Beep. Beep. Beep. Beep.

If you want to perform an act of charity this summer without having to write a big check, without having to scoop mashed potatoes at a homeless shelter, without making yourself crazy on a nonprofit board of directors, here's something easy you can do:

Drive on over to the Revitalization Corps office on Holcomb Street in Hartford, walk right in, find the smoke detector and replace the battery.

Longtime Hartford activist Ned Coll, the keeper of the flame for the Revitalization Corps and, probably, the keeper of the new battery, is never going to change the battery. The smoke detector has been beeping since the Crimean War and Ned, being Ned, is more interested in saving souls and lives and such stuff than prettying up the office and changing the smoke detector battery.

The battery may never change, but Ned himself has changed a bit in recent years. For those who remember Ned the bombastic community activist, Ned the sort-of candidate for the presidency of the United States, Ned the street theater king who brought busloads of black kids to snobby private beaches just to embarrass the white folks - well, there's a new Ned Coll in town.

Ned is more spiritual. Ned is more contemplative. Ned clutches and wears and is in communion with his rosary, in a way that even believers might consider old-fashioned. If Ned confronts you on a private beach today, he is less likely to be urging you to integrate it than to open your heart to God.

The Catholic stuff was always there, but it was buried amid the community activist, political, Earth-bound stuff that got him on the front pages in the 1970s and 1980s.

Somewhere in all that, Ned experienced a mysterious, mystical, spiritual moment - complete with a vision. "I knew there was energy in the room."

So, now, the Revitalization Corps is led by an aging Ned Coll, who says the rosary every day ("Many Catholics think they are too over-sophisticated for the rosary"), with the explanation that "the more I have prayed, the more energy I have in my work."

Ah, yes. The work. Ned is still ever the activist. The tutoring of North End kids. The insistence that the young boys need male role models to compete against the allure of the drug dealers.

Given problem a:
From the Ned Coll column, extract word for word the passage from "Drive on over" to "Coll in town.".
The column about Ned Coll and the rows have nothing to do with each other.

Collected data
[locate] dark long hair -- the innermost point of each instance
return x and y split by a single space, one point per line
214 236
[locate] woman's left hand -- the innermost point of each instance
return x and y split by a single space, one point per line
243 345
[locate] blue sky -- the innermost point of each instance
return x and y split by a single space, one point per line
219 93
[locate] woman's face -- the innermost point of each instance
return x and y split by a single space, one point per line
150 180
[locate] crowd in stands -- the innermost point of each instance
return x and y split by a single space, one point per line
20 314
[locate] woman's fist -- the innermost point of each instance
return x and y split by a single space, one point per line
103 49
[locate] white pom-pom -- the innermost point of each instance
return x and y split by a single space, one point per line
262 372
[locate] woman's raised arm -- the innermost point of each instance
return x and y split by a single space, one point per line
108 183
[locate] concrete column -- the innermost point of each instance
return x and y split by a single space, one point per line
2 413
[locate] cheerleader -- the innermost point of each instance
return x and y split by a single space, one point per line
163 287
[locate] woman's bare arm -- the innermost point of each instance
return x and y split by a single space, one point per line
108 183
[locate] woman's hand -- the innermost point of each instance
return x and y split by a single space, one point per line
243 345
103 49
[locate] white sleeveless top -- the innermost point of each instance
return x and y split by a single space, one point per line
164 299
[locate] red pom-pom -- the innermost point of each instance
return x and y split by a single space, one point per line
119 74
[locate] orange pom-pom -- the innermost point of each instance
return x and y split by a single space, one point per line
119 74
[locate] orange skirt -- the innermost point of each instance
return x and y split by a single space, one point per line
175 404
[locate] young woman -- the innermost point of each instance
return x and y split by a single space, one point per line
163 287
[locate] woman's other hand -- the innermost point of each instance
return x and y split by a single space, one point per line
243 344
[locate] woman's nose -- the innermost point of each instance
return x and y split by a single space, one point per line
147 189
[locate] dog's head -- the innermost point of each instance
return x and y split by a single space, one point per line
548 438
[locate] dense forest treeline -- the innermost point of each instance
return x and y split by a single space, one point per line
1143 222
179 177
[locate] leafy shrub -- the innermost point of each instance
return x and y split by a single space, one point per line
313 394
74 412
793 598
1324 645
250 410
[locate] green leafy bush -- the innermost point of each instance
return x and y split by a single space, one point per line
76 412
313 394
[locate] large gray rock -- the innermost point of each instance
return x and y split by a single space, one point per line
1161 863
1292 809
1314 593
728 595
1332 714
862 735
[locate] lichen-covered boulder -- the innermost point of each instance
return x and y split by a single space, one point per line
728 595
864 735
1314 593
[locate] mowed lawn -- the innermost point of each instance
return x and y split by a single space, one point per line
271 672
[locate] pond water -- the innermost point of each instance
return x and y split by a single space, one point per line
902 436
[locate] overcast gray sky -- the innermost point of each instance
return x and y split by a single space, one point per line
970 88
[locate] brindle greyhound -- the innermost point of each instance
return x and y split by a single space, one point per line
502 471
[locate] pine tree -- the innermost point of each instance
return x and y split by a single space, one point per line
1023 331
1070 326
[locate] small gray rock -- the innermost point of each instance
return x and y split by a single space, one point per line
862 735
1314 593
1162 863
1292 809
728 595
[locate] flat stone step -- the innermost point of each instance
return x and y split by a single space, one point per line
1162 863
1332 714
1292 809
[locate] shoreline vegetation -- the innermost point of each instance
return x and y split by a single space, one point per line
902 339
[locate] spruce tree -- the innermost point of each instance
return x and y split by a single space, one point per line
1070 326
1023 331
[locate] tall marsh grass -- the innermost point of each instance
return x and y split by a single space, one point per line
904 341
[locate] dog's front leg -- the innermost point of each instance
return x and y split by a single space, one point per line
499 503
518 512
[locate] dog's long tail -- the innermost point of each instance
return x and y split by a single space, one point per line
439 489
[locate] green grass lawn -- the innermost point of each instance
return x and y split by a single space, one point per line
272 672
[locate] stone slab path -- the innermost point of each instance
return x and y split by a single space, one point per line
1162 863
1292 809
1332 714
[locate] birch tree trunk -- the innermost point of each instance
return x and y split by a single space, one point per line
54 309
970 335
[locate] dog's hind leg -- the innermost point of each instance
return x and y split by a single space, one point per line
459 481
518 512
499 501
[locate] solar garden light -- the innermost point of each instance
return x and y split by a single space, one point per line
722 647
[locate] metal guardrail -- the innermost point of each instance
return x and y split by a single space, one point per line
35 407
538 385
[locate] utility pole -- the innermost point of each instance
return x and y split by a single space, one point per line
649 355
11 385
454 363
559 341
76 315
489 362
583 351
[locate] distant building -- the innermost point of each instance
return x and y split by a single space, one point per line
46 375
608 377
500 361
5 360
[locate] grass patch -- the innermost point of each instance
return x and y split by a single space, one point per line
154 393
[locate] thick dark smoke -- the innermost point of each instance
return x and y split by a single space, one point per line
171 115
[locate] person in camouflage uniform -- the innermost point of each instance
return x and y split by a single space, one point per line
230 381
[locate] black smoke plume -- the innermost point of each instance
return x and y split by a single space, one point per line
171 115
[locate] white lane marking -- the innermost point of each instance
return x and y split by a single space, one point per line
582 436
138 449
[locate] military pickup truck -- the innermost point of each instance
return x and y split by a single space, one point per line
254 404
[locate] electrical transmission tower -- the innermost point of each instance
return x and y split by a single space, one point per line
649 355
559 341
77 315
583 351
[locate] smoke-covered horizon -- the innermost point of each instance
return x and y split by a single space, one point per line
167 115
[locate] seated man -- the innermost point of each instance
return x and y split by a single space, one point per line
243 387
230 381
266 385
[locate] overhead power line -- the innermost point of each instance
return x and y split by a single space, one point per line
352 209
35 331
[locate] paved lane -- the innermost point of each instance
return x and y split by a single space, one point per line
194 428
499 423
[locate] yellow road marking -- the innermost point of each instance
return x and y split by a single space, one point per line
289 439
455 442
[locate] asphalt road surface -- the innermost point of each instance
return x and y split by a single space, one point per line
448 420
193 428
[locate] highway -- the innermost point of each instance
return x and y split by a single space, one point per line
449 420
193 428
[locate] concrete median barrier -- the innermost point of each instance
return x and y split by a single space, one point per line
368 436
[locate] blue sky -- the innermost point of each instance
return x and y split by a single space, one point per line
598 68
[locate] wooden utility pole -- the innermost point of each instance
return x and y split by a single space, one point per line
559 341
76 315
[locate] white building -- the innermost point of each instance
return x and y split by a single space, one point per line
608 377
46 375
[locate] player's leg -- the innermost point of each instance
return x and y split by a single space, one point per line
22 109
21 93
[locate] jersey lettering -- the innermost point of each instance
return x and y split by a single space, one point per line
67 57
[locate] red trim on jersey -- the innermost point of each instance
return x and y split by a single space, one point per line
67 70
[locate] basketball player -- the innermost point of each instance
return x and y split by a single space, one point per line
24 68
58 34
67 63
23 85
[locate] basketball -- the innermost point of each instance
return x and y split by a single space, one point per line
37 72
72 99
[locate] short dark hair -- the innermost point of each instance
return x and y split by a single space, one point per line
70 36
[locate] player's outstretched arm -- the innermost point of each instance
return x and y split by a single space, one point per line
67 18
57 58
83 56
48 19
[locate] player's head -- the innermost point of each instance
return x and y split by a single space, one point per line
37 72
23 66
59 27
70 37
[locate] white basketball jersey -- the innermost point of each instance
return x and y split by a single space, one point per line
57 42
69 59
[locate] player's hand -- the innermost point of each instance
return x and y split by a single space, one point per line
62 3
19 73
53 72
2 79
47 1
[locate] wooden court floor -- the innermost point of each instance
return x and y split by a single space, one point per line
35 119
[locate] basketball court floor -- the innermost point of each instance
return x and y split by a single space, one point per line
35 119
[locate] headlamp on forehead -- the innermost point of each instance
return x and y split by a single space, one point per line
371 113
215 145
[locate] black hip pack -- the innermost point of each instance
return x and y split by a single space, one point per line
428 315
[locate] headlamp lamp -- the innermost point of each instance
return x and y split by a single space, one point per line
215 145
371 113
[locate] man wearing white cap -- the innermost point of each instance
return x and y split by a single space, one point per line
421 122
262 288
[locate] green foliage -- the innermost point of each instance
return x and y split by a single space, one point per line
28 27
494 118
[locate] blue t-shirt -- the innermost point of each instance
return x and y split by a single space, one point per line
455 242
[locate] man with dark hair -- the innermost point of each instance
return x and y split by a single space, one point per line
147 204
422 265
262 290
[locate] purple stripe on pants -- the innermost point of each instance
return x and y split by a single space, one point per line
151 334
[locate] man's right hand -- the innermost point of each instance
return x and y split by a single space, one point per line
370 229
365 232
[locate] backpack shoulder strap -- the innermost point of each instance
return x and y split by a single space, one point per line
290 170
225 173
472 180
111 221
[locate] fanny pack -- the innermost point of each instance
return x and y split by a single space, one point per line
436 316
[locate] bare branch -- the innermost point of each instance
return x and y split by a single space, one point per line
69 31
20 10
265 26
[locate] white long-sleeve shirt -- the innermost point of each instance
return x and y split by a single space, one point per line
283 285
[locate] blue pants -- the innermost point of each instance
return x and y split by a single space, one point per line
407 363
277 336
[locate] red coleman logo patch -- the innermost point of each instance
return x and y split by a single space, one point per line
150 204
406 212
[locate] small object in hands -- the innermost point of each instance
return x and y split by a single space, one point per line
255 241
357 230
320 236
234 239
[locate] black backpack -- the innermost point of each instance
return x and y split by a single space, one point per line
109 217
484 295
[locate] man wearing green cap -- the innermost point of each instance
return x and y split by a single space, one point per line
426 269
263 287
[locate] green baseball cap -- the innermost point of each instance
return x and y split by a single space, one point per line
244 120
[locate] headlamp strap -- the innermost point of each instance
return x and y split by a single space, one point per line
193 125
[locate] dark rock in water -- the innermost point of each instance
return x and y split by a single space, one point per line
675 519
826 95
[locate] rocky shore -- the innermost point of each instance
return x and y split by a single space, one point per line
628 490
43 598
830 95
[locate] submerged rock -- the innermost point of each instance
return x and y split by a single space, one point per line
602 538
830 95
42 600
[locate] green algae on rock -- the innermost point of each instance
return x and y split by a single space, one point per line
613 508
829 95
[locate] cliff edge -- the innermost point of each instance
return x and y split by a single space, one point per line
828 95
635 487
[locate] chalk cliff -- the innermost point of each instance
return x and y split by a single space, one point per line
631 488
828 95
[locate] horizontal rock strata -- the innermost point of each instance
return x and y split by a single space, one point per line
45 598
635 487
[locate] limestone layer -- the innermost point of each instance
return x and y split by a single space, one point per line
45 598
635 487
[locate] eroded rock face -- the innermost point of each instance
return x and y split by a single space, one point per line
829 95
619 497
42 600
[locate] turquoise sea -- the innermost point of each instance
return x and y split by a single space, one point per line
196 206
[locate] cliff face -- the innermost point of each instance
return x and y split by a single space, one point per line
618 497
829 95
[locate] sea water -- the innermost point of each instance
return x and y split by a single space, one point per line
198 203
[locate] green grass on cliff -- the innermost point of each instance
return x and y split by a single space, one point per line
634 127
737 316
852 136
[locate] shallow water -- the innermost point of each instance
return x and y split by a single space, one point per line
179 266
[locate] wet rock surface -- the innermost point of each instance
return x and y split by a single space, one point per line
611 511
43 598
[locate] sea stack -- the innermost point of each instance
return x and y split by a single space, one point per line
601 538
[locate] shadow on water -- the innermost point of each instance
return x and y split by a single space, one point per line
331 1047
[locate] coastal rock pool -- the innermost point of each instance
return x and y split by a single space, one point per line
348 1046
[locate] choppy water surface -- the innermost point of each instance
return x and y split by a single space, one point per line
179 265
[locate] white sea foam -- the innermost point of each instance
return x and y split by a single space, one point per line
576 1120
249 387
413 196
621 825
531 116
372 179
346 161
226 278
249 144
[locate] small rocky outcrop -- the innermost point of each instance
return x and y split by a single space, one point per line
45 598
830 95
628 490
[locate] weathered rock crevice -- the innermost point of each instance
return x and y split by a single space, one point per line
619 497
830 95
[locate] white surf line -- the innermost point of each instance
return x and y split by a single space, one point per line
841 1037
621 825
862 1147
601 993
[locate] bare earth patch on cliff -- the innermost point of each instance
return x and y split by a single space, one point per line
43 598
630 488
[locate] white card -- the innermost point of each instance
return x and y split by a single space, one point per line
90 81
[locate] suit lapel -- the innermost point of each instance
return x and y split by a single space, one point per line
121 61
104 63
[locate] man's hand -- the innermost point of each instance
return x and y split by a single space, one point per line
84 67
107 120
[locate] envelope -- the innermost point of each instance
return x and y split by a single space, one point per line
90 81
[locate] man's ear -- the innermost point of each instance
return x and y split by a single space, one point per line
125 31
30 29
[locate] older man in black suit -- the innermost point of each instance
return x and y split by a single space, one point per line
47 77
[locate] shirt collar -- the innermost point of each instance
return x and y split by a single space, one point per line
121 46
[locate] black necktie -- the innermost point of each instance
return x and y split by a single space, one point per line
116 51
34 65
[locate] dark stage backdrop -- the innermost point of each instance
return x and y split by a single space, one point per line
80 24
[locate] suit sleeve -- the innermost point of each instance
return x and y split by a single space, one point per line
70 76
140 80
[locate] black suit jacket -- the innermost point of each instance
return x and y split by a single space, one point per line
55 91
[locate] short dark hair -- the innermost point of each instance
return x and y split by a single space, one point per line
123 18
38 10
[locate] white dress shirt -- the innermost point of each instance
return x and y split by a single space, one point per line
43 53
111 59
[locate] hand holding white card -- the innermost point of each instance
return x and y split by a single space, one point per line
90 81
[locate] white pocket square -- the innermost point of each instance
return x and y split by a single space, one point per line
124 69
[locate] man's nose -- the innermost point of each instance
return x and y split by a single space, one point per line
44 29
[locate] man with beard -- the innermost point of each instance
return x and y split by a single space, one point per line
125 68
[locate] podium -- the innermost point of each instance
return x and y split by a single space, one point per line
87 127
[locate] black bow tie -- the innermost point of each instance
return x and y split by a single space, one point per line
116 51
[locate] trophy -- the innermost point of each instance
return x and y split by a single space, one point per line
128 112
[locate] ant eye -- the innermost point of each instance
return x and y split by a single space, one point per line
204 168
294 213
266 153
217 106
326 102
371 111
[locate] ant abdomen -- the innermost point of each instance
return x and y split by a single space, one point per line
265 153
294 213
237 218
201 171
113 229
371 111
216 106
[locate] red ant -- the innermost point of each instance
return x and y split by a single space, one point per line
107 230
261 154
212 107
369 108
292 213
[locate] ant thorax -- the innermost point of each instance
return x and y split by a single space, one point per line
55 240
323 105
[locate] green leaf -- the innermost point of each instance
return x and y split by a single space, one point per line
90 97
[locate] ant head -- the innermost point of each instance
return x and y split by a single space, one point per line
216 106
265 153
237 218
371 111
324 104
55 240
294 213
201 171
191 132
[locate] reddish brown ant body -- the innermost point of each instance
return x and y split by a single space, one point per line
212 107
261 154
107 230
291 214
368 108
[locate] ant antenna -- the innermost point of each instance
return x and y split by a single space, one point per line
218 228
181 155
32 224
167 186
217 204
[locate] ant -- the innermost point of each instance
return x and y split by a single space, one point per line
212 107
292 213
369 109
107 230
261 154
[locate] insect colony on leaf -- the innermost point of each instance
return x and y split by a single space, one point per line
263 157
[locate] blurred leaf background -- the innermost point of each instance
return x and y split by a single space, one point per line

Given problem b:
Extract each line of the rows above that contains the string "headlamp".

Full solution a:
Drive on over to the Revitalization Corps office on Holcomb Street in Hartford, walk right in, find the smoke detector and replace the battery.

Longtime Hartford activist Ned Coll, the keeper of the flame for the Revitalization Corps and, probably, the keeper of the new battery, is never going to change the battery. The smoke detector has been beeping since the Crimean War and Ned, being Ned, is more interested in saving souls and lives and such stuff than prettying up the office and changing the smoke detector battery.

The battery may never change, but Ned himself has changed a bit in recent years. For those who remember Ned the bombastic community activist, Ned the sort-of candidate for the presidency of the United States, Ned the street theater king who brought busloads of black kids to snobby private beaches just to embarrass the white folks - well, there's a new Ned Coll in town.

Full solution b:
[locate] headlamp on forehead -- the innermost point of each instance
[locate] headlamp lamp -- the innermost point of each instance
[locate] headlamp strap -- the innermost point of each instance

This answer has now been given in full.